§ **ENTRIES SUPPLIED**:
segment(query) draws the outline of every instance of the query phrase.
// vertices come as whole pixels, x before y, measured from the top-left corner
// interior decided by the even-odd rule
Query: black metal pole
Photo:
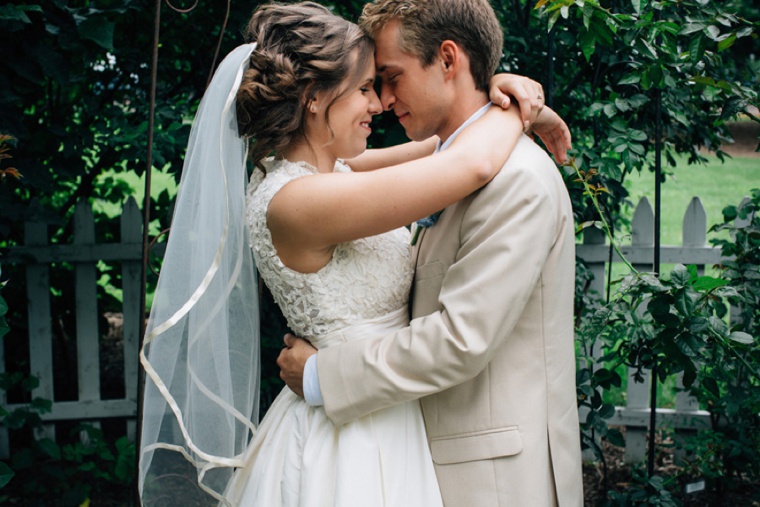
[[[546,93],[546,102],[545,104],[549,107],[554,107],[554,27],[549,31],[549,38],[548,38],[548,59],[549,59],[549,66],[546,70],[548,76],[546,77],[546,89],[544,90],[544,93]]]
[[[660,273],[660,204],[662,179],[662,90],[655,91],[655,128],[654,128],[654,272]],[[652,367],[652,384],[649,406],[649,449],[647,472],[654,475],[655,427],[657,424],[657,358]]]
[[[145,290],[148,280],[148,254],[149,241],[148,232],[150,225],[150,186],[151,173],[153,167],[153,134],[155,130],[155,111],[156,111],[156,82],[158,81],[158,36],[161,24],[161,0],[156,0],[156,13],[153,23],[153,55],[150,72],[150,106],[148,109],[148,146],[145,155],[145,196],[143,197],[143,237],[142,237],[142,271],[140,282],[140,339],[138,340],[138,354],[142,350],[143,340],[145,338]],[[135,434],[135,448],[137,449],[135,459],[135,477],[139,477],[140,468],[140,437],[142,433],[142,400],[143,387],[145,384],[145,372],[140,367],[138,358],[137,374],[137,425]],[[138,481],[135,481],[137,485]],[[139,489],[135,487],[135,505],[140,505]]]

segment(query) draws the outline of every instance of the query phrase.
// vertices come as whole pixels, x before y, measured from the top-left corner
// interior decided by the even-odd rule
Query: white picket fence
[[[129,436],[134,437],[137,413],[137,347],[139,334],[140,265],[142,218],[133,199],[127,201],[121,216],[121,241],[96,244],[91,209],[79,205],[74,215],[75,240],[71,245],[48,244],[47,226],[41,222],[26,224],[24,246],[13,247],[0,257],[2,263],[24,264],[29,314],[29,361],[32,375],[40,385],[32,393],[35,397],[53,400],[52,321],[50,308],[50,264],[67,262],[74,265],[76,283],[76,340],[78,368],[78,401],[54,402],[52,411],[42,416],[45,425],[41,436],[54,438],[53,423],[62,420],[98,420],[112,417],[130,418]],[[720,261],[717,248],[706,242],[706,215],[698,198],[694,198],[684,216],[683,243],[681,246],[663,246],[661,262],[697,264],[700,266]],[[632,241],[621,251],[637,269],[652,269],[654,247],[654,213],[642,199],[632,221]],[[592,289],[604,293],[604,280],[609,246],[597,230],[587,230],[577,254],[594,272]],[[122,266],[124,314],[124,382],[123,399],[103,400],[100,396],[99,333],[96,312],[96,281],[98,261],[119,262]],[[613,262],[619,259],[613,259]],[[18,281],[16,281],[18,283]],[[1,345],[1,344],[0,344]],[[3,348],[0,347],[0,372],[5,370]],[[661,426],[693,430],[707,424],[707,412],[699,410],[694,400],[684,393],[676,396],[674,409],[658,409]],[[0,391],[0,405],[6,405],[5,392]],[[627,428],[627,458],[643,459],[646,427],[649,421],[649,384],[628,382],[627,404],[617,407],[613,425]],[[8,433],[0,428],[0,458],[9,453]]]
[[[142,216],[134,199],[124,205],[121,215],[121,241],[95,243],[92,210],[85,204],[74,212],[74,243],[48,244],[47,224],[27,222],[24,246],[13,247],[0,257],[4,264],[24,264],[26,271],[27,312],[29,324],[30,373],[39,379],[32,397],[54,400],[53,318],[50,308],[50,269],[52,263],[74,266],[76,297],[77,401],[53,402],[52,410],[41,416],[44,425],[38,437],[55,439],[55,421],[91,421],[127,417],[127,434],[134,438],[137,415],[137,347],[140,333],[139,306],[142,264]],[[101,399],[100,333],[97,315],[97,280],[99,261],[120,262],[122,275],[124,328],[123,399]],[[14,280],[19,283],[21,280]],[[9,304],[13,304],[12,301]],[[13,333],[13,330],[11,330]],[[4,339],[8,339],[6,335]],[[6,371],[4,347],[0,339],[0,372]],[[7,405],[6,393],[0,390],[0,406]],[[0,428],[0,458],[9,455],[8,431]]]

§ **EXERCISE GOAL**: Set down all of the entries exactly as they appear, but keep the images out.

§ **EXERCISE SOLUTION**:
segment(query) draws the outline of every instance of the query phrase.
// vertices come as whole pixels, x before y, measured from the top-left corner
// interior decided by the even-odd rule
Query: black metal pole
Photo:
[[[546,93],[546,102],[545,104],[549,107],[554,107],[554,27],[549,31],[549,38],[548,38],[548,59],[549,59],[549,66],[546,70],[548,76],[546,77],[546,89],[544,90],[544,93]]]
[[[660,273],[660,204],[662,179],[662,90],[655,91],[655,128],[654,128],[654,272]],[[652,367],[652,384],[649,406],[649,449],[647,472],[654,475],[655,427],[657,424],[657,358]]]
[[[145,290],[148,280],[148,254],[149,241],[148,232],[150,225],[150,186],[151,173],[153,167],[153,134],[155,130],[155,111],[156,111],[156,82],[158,81],[158,36],[161,24],[161,0],[156,0],[156,13],[153,23],[153,55],[150,72],[150,106],[148,109],[148,146],[145,155],[145,196],[143,197],[143,237],[142,237],[142,271],[140,282],[140,339],[138,340],[138,354],[142,350],[143,340],[145,338]],[[135,434],[135,448],[137,449],[135,459],[135,477],[139,477],[140,468],[140,437],[142,433],[142,400],[143,387],[145,384],[145,372],[140,367],[138,358],[137,374],[137,425]],[[138,481],[135,481],[137,485]],[[139,489],[135,487],[135,505],[140,505]]]

segment(query) draws the outline of every instance of the query phrase.
// vertices come as whole pixels, x before y, measured from the top-left corner
// interior decided by the even-odd rule
Query: white picket fence
[[[129,436],[134,437],[137,413],[137,347],[139,334],[140,265],[142,218],[133,199],[127,201],[121,216],[121,241],[96,244],[91,209],[79,205],[74,215],[75,240],[71,245],[48,244],[47,226],[41,222],[26,224],[24,246],[13,247],[0,257],[2,263],[24,264],[29,314],[29,361],[32,375],[40,385],[32,393],[35,397],[53,400],[52,321],[50,308],[50,264],[67,262],[74,265],[76,283],[76,340],[78,368],[78,401],[54,402],[52,411],[42,416],[45,425],[41,436],[54,438],[53,423],[62,420],[98,420],[112,417],[130,418]],[[720,261],[717,248],[706,242],[706,215],[698,198],[694,198],[684,216],[683,243],[681,246],[663,246],[661,262],[697,264],[700,266]],[[632,241],[621,251],[637,269],[652,269],[654,247],[654,213],[642,199],[632,221]],[[592,289],[604,293],[604,280],[609,246],[597,230],[587,230],[577,254],[594,272]],[[122,266],[124,314],[124,382],[123,399],[103,400],[100,396],[99,333],[96,312],[96,281],[98,261],[119,262]],[[613,262],[619,259],[613,259]],[[18,281],[16,281],[18,283]],[[1,345],[1,344],[0,344]],[[3,348],[0,347],[0,372],[5,370]],[[661,426],[693,430],[707,424],[707,412],[699,410],[694,400],[684,393],[676,396],[674,409],[658,409]],[[0,391],[0,405],[6,405],[5,392]],[[627,428],[627,458],[643,459],[646,427],[649,421],[649,384],[628,382],[627,404],[617,407],[613,425]],[[8,433],[0,428],[0,458],[9,453]]]
[[[142,216],[134,199],[124,205],[121,215],[121,241],[95,243],[92,210],[85,204],[74,212],[74,243],[48,244],[47,224],[27,222],[24,246],[13,247],[0,257],[4,264],[24,264],[26,271],[27,312],[29,324],[30,373],[39,379],[32,397],[54,400],[53,318],[50,308],[50,269],[52,263],[74,266],[76,297],[77,401],[53,402],[52,410],[41,416],[44,425],[38,437],[55,439],[55,421],[91,421],[127,417],[127,434],[134,438],[137,415],[137,347],[140,333],[139,306],[142,264]],[[101,399],[100,333],[97,315],[97,280],[99,261],[120,262],[122,275],[124,328],[123,399]],[[14,280],[19,283],[21,280]],[[9,304],[13,304],[12,301]],[[13,333],[13,330],[11,330]],[[4,339],[8,339],[6,335]],[[6,371],[4,347],[0,339],[0,372]],[[7,405],[6,393],[0,390],[0,406]],[[0,428],[0,458],[9,455],[8,431]]]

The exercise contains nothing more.